Point-per-instance localization data

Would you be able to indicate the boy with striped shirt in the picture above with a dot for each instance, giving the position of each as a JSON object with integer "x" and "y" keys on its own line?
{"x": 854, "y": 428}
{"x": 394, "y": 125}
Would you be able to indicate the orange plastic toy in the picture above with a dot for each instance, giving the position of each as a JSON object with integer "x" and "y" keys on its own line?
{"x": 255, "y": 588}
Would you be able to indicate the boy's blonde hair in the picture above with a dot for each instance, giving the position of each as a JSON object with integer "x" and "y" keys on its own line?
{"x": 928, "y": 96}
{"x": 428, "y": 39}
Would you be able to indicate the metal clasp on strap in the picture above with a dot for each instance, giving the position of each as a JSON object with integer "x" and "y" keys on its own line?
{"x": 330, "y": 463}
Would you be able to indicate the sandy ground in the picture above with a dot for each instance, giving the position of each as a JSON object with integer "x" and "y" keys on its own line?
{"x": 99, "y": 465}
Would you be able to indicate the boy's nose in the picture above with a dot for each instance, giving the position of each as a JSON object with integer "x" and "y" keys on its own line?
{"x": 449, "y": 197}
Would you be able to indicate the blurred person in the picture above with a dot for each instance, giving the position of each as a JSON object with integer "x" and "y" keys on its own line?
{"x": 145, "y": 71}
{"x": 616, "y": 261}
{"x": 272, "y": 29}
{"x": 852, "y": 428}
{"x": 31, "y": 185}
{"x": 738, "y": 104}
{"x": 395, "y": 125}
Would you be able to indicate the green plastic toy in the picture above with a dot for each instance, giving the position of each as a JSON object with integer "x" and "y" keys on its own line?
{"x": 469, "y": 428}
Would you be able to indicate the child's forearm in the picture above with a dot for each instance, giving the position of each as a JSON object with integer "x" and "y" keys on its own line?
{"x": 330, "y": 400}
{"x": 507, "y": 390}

### How to complete this task
The complete data is to be transcribed verbatim.

### Answer below
Would you be able to indicate the boy with striped shirt in the picture above with a dot for each instance, giving the position of each as a JSON object with integer "x" and "y" keys on its own line?
{"x": 854, "y": 428}
{"x": 394, "y": 125}
Would you be able to indicate the orange plastic toy in the picture above with a dot for each instance, giving the position of each as a JSON object with integer "x" and "y" keys on its own line?
{"x": 255, "y": 588}
Would you be able to indicate the boy's blonde hair in the picture above with a dot for each instance, giving the position of each as a JSON object with integer "x" and "y" keys on its own line?
{"x": 928, "y": 96}
{"x": 428, "y": 39}
Would you be able to indicate the metal clasp on strap in the picture above with a dot for each instance, giving the position of each as a JSON object with integer "x" and "y" keys on its own line?
{"x": 330, "y": 463}
Would you be able to indicate the sandy ground in the picture above with a dot for each instance, giving the position of each as a JSON object with integer "x" and "y" keys on its own line?
{"x": 99, "y": 465}
Would you be able to indicate the boy's nose in the picture above with a dot for each instance, giving the position of each as a JSON object with integer "x" and "y" keys on its own line?
{"x": 449, "y": 197}
Would you be able to indicate the blurred person in the picture above with a dot for each instance, giving the position of each as a JSON object with integer "x" and "y" keys on its own line?
{"x": 145, "y": 71}
{"x": 616, "y": 261}
{"x": 272, "y": 29}
{"x": 852, "y": 428}
{"x": 31, "y": 185}
{"x": 738, "y": 104}
{"x": 395, "y": 125}
Would you be able to indicate the green plastic toy in the picture above with a dot for each instance, giving the position of each as a JSON object with integer "x" and "y" keys on its own line?
{"x": 469, "y": 428}
Would you be able to indicate the child's forearm in the picture above with a dot for each instance, giving the position of each as a JSON object with integer "x" and "y" keys on its own line?
{"x": 330, "y": 400}
{"x": 507, "y": 390}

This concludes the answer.